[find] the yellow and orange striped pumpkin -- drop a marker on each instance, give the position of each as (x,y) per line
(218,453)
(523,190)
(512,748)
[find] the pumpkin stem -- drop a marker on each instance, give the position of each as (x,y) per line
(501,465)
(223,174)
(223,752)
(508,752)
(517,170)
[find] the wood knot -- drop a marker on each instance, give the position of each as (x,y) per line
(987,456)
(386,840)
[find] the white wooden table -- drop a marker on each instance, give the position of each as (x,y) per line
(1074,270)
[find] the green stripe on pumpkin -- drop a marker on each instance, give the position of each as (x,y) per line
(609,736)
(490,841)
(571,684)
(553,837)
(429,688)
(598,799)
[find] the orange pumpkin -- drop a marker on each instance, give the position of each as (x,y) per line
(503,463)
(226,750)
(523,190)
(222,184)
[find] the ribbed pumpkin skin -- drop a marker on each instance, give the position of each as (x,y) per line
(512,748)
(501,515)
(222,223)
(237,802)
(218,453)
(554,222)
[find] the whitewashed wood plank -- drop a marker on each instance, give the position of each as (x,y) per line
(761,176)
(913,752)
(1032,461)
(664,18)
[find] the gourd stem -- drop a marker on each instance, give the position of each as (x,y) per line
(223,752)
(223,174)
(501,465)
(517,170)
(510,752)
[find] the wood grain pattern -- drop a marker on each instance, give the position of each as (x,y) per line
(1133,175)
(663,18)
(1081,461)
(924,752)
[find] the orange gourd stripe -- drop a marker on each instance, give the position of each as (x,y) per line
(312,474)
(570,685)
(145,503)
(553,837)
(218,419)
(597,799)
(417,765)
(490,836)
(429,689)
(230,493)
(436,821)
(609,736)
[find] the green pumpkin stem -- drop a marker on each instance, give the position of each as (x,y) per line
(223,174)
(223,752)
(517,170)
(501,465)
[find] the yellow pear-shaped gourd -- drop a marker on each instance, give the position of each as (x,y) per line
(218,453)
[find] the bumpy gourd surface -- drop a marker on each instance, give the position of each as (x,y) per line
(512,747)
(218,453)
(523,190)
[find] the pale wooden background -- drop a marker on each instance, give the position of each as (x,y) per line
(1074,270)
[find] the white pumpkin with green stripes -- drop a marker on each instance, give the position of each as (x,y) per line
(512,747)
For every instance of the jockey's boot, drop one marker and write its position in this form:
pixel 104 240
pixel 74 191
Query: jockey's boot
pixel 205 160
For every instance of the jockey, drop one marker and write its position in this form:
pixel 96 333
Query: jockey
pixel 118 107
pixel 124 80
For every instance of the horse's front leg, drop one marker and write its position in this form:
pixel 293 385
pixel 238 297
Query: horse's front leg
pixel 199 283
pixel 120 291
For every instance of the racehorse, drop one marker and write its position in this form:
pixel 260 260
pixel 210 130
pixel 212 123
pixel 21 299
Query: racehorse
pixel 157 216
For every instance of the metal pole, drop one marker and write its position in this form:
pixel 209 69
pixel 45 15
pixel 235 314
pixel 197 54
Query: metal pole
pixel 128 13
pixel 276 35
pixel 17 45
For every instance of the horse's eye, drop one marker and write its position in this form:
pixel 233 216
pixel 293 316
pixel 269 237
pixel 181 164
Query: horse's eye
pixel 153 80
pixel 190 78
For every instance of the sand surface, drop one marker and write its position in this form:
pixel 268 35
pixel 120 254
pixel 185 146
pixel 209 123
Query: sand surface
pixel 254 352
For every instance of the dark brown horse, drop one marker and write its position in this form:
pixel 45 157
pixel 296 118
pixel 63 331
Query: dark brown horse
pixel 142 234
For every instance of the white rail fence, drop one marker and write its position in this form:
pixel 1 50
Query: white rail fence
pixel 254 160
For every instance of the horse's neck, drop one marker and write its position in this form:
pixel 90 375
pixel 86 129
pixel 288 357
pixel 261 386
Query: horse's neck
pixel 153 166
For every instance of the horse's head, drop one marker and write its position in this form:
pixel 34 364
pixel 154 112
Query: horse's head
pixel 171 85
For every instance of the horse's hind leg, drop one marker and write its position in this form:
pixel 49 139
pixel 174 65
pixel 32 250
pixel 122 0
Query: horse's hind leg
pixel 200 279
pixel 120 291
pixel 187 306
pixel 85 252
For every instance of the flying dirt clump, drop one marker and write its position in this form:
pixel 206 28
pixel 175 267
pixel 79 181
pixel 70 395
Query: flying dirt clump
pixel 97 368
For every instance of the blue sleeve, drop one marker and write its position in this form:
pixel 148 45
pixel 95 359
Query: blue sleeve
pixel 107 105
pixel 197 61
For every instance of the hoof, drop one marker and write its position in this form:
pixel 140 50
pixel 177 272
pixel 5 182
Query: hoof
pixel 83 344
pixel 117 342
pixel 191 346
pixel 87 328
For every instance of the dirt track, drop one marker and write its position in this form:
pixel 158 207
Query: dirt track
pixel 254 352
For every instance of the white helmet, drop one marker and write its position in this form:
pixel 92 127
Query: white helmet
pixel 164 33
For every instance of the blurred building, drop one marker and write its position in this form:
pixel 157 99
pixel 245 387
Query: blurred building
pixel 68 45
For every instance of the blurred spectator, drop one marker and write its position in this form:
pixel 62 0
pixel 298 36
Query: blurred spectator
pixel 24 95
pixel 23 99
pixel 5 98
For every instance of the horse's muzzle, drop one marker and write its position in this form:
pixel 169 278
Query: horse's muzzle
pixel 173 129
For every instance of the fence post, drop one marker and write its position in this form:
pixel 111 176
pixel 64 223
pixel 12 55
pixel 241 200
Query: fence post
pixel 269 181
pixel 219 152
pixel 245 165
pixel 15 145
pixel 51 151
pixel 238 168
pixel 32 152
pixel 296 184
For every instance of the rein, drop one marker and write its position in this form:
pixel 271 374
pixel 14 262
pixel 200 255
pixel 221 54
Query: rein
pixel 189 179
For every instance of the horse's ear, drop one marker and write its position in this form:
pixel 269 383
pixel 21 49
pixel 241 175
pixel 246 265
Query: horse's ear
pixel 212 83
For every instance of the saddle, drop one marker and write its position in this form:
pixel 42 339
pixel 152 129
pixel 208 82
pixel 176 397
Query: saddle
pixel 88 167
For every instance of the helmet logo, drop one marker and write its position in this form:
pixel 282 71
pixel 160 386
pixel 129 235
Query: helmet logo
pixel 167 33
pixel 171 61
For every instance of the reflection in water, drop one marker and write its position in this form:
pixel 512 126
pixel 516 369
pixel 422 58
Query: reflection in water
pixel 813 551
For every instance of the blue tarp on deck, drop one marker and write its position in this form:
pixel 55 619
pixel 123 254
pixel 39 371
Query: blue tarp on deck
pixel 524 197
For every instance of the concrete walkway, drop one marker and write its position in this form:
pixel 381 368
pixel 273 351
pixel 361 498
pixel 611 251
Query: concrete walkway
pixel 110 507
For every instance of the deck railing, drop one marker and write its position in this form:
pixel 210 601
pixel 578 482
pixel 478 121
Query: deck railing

:: Exercise brief ::
Line count for the string "railing": please say how many lines in the entries above contain it, with no other words.

:: Output of the task ::
2